> **Exercise prompt**
Can you print every record below exactly as written?

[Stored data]

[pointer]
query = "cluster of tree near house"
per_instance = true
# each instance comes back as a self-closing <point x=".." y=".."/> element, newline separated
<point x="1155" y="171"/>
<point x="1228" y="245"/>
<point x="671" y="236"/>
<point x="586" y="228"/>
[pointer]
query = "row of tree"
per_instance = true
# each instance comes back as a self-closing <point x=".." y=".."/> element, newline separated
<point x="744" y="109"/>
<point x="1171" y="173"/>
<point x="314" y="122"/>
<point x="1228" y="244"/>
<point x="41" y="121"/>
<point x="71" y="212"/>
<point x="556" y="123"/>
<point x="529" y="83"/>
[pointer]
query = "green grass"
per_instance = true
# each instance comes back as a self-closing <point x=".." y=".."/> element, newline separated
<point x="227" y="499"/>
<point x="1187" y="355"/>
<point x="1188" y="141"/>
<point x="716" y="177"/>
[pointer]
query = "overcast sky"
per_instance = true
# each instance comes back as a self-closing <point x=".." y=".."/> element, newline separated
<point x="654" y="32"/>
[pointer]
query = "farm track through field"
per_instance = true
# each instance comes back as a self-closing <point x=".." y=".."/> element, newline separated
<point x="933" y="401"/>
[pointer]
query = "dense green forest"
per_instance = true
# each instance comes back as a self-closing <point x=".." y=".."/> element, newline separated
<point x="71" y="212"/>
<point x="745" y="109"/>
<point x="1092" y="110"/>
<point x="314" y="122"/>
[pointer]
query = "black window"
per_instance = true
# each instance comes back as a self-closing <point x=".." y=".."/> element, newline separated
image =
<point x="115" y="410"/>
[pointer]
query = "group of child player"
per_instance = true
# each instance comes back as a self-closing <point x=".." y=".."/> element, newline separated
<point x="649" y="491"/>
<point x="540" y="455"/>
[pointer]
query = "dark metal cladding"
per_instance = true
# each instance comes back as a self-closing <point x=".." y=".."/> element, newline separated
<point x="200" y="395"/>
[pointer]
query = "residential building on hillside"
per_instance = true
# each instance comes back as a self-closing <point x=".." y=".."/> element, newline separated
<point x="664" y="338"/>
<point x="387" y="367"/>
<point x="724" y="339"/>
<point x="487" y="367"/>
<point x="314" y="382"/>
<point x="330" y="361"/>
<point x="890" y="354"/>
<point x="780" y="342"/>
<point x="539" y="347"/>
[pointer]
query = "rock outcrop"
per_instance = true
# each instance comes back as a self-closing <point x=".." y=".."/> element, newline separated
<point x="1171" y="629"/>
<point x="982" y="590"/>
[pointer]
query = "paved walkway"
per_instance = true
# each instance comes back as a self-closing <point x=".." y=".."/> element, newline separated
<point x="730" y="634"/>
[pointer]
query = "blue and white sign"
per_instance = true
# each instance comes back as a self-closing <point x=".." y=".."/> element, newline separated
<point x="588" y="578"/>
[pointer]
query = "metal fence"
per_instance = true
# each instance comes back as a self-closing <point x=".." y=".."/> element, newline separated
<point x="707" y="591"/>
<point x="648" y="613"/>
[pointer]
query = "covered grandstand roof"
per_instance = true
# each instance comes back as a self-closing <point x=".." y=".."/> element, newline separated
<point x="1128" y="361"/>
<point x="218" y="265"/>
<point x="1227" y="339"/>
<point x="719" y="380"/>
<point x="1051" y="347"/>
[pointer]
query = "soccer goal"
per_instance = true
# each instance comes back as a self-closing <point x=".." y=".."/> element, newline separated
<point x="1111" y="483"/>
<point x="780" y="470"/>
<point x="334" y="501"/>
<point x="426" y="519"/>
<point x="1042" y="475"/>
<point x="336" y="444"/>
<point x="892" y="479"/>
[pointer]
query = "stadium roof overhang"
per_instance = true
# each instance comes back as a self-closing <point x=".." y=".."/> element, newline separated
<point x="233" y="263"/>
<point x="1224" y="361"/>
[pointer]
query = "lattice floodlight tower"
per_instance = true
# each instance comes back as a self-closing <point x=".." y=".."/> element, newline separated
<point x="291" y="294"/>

> **Exercise response**
[pointer]
query = "cluster of tree near house"
per_instance = true
# each instance comes back as a self-closing <point x=".." y=".."/> element, newline separated
<point x="1155" y="171"/>
<point x="1228" y="245"/>
<point x="671" y="236"/>
<point x="586" y="228"/>
[pointer]
query = "row of tree"
per_instance = true
# each instance comes back as a self-closing <point x=".." y=".."/> element, newline separated
<point x="744" y="109"/>
<point x="1171" y="173"/>
<point x="314" y="122"/>
<point x="1228" y="244"/>
<point x="41" y="121"/>
<point x="71" y="212"/>
<point x="556" y="123"/>
<point x="529" y="83"/>
[pointer]
query = "green grass"
per_instance = true
# each instance comes back as a self-closing <point x=".." y=".."/> element, newline separated
<point x="227" y="499"/>
<point x="1187" y="355"/>
<point x="1188" y="141"/>
<point x="716" y="177"/>
[pointer]
query = "overcast sky"
per_instance = true
# each instance comes back as a self-closing <point x=".." y=".."/> element, newline separated
<point x="654" y="32"/>
[pointer]
query = "farm track through field"
per_instance = true
# each instance comes back as a self-closing <point x=".." y=".."/> element, newline separated
<point x="933" y="401"/>
[pointer]
query = "dense green forest"
per_instance = true
# each instance comes back as a self-closing <point x=".." y=".."/> element, newline separated
<point x="71" y="212"/>
<point x="745" y="109"/>
<point x="1092" y="110"/>
<point x="314" y="122"/>
[pointer]
query = "black window"
per_instance = true
# each instance comes back as a self-closing <point x=".." y=".."/> element, newline separated
image =
<point x="115" y="410"/>
[pointer]
query = "group of child player"
per_instance = true
# each instance comes back as a self-closing <point x=".." y=".."/> element, newline separated
<point x="649" y="491"/>
<point x="540" y="455"/>
[pointer]
query = "dark metal cladding"
per_instance = true
# each instance comes back as a self-closing <point x=".." y=".."/> element, newline separated
<point x="200" y="395"/>
[pointer]
query = "residential building on hillside"
per_instance = true
# each instance comes back as a self-closing <point x=".." y=".."/> element, newline separated
<point x="664" y="338"/>
<point x="387" y="367"/>
<point x="724" y="339"/>
<point x="487" y="367"/>
<point x="314" y="382"/>
<point x="330" y="361"/>
<point x="890" y="354"/>
<point x="780" y="342"/>
<point x="539" y="347"/>
[pointer]
query = "rock outcrop"
per_instance = true
# each instance comes back as a self-closing <point x=".." y=".."/> element, newline separated
<point x="1171" y="629"/>
<point x="982" y="590"/>
[pointer]
query = "paved walkway"
per_instance = true
# each instance comes back as a self-closing <point x=".." y=".."/> element, newline separated
<point x="730" y="634"/>
[pointer]
query = "blue and white sign"
per_instance = true
# each instance comes back as a self-closing <point x=".." y=".."/> element, newline separated
<point x="588" y="578"/>
[pointer]
query = "metal fence"
per_instance = true
# each instance comes back as a self-closing <point x=".." y=".."/> element, newline separated
<point x="707" y="591"/>
<point x="648" y="613"/>
[pointer]
query = "covered grandstand roof"
per_instance = true
# each instance comes back as a self-closing <point x=".." y=".."/> element, newline separated
<point x="1128" y="361"/>
<point x="218" y="265"/>
<point x="1227" y="339"/>
<point x="719" y="380"/>
<point x="1051" y="347"/>
[pointer]
query = "soccer goal"
per_instance = true
# each instance comes back as a self-closing <point x=".." y=".."/> element, newline separated
<point x="1111" y="483"/>
<point x="780" y="470"/>
<point x="334" y="501"/>
<point x="426" y="519"/>
<point x="1042" y="475"/>
<point x="336" y="444"/>
<point x="892" y="479"/>
[pointer]
query = "stadium roof overhang"
per_instance = true
# each instance comes back as a self-closing <point x=".." y=".."/> element, newline separated
<point x="233" y="263"/>
<point x="1224" y="361"/>
[pointer]
query = "lattice floodlight tower"
per_instance = true
# each instance comes back as a self-closing <point x=".." y=".."/> element, newline separated
<point x="291" y="294"/>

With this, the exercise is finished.